Begin

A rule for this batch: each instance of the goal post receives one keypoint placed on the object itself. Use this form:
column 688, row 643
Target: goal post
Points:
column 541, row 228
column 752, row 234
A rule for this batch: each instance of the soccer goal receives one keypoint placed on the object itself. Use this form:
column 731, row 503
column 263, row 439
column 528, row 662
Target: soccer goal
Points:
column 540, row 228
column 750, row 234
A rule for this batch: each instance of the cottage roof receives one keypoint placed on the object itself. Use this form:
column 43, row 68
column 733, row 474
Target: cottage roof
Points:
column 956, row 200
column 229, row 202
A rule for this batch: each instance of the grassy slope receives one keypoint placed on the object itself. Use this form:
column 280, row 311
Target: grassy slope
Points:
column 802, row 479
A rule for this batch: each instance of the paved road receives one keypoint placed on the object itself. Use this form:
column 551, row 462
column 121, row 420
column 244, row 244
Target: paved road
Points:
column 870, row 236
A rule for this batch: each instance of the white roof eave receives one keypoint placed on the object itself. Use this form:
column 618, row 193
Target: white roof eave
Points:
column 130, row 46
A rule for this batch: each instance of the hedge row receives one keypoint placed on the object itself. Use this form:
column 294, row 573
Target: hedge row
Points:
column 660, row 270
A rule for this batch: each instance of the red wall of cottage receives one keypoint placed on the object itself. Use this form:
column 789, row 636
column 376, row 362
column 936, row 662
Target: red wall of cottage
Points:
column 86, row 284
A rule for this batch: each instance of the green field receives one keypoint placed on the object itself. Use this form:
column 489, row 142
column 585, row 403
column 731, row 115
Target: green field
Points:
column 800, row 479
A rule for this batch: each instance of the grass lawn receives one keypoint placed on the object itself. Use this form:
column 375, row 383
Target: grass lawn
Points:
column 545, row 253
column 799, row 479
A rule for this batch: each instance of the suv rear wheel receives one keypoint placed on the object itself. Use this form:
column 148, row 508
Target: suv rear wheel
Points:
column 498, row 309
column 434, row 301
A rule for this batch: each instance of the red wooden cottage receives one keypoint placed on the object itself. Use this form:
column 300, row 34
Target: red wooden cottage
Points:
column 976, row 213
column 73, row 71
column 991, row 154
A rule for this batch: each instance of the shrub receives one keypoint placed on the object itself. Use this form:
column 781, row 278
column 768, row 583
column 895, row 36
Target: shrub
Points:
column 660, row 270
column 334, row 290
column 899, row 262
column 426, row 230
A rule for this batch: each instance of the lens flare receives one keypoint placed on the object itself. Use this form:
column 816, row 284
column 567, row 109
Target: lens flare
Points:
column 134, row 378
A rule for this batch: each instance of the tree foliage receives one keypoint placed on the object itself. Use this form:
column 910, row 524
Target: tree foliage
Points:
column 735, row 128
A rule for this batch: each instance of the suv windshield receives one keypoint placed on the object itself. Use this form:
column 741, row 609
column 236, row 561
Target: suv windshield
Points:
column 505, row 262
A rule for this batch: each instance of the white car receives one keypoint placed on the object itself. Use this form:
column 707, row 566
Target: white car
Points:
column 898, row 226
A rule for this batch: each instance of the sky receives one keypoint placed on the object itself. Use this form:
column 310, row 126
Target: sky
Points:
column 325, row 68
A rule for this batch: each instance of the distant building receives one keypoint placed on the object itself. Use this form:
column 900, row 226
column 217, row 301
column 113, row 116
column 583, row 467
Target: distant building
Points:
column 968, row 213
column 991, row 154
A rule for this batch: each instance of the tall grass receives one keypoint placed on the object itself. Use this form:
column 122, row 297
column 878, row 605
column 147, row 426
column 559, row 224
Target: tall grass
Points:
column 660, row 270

End

Render every line of the listing above as a Markdown table with the columns No. and Line. Number the rows in order and omit blank lines.

▶ [Result of the task]:
| No. | Line |
|---|---|
| 1 | A rule for this batch: each instance of the goal post receives one keypoint placed on the object itself. Use this form: |
| 2 | column 688, row 643 |
| 3 | Target: goal post |
| 4 | Points: |
| 5 | column 541, row 228 |
| 6 | column 752, row 234 |
| 7 | A rule for this batch: each instance of the soccer goal receives one keypoint placed on the object itself. Use this form: |
| 8 | column 731, row 503 |
| 9 | column 263, row 439 |
| 10 | column 528, row 662 |
| 11 | Target: soccer goal |
| 12 | Points: |
| 13 | column 540, row 228 |
| 14 | column 750, row 234 |
| 15 | A rule for this batch: each instance of the cottage roof receives one keypoint placed on the object itself. Use this form: |
| 16 | column 43, row 68 |
| 17 | column 733, row 474 |
| 18 | Target: cottage roof |
| 19 | Points: |
| 20 | column 956, row 200 |
| 21 | column 229, row 202 |
| 22 | A rule for this batch: each instance of the grassy slope receives one keypoint placed on the object itself. Use this form: |
| 23 | column 280, row 311 |
| 24 | Target: grassy slope |
| 25 | Points: |
| 26 | column 802, row 479 |
| 27 | A rule for this batch: each instance of the paved road receives one keypoint placed on the object itself. Use this form: |
| 28 | column 551, row 462 |
| 29 | column 121, row 420 |
| 30 | column 244, row 244 |
| 31 | Target: paved road |
| 32 | Points: |
| 33 | column 870, row 236 |
| 34 | A rule for this batch: each instance of the white roof eave receives one keypoint placed on the object itself. Use this form: |
| 35 | column 618, row 193 |
| 36 | Target: white roof eave |
| 37 | Points: |
| 38 | column 130, row 46 |
| 39 | A rule for this batch: each instance of the hedge row receives one keypoint placed on the object itself. Use this form: |
| 40 | column 294, row 573 |
| 41 | Target: hedge row |
| 42 | Points: |
| 43 | column 660, row 270 |
| 44 | A rule for this batch: each instance of the red wall of cottage receives one keypoint placed on the object itself. Use this form: |
| 45 | column 789, row 636 |
| 46 | column 376, row 362 |
| 47 | column 936, row 662 |
| 48 | Target: red wall of cottage |
| 49 | Points: |
| 50 | column 86, row 284 |
| 51 | A rule for this batch: each instance of the green field receives one keypoint placed on the object itself. Use this form: |
| 52 | column 489, row 142 |
| 53 | column 585, row 403 |
| 54 | column 731, row 115 |
| 55 | Target: green field |
| 56 | Points: |
| 57 | column 800, row 479 |
| 58 | A rule for this batch: each instance of the grass lawn receives one keypoint placed on the object itself. Use this form: |
| 59 | column 375, row 383 |
| 60 | Target: grass lawn |
| 61 | Points: |
| 62 | column 545, row 253 |
| 63 | column 799, row 479 |
| 64 | A rule for this batch: each instance of the suv rear wheel receives one keypoint placed on the object itself. Use this form: |
| 65 | column 148, row 508 |
| 66 | Target: suv rear wheel |
| 67 | Points: |
| 68 | column 498, row 309 |
| 69 | column 434, row 301 |
| 70 | A rule for this batch: each instance of the red wooden cottage receives one keypoint placed on the object itself. Use this form: |
| 71 | column 300, row 34 |
| 72 | Target: red wooden cottage |
| 73 | Points: |
| 74 | column 976, row 213 |
| 75 | column 73, row 71 |
| 76 | column 991, row 154 |
| 77 | A rule for this batch: each instance of the shrub receives one keypoint placed on the object itself. Use this form: |
| 78 | column 781, row 278 |
| 79 | column 768, row 583 |
| 80 | column 895, row 36 |
| 81 | Target: shrub |
| 82 | Points: |
| 83 | column 660, row 270 |
| 84 | column 334, row 290 |
| 85 | column 899, row 262 |
| 86 | column 426, row 230 |
| 87 | A rule for this batch: each instance of the lens flare receives one keypoint placed on the object itself. Use this form: |
| 88 | column 816, row 284 |
| 89 | column 567, row 109 |
| 90 | Target: lens flare |
| 91 | Points: |
| 92 | column 134, row 378 |
| 93 | A rule for this batch: each instance of the tree foliage receives one keypoint placed on the object itself. Use this form: |
| 94 | column 910, row 524 |
| 95 | Target: tree foliage |
| 96 | Points: |
| 97 | column 735, row 128 |
| 98 | A rule for this batch: each instance of the suv windshield receives one keypoint placed on the object itself. Use this form: |
| 99 | column 741, row 609 |
| 100 | column 236, row 561 |
| 101 | Target: suv windshield |
| 102 | Points: |
| 103 | column 505, row 262 |
| 104 | A rule for this batch: each instance of the white car receives one keypoint placed on the object itself. Use this form: |
| 105 | column 707, row 566 |
| 106 | Target: white car |
| 107 | Points: |
| 108 | column 898, row 226 |
| 109 | A rule for this batch: each instance of the sky receives one keypoint placed on the object itself. Use this form: |
| 110 | column 310, row 126 |
| 111 | Target: sky |
| 112 | Points: |
| 113 | column 325, row 68 |
| 114 | A rule for this batch: each instance of the distant building receives one keypoint placed on the object itself. Use this form: |
| 115 | column 900, row 226 |
| 116 | column 217, row 301 |
| 117 | column 113, row 116 |
| 118 | column 583, row 467 |
| 119 | Target: distant building |
| 120 | Points: |
| 121 | column 968, row 213 |
| 122 | column 991, row 154 |
| 123 | A rule for this batch: each instance of the tall grass receives one keypoint placed on the object itself. Use this form: |
| 124 | column 122, row 297 |
| 125 | column 878, row 605 |
| 126 | column 147, row 426 |
| 127 | column 559, row 224 |
| 128 | Target: tall grass |
| 129 | Points: |
| 130 | column 660, row 270 |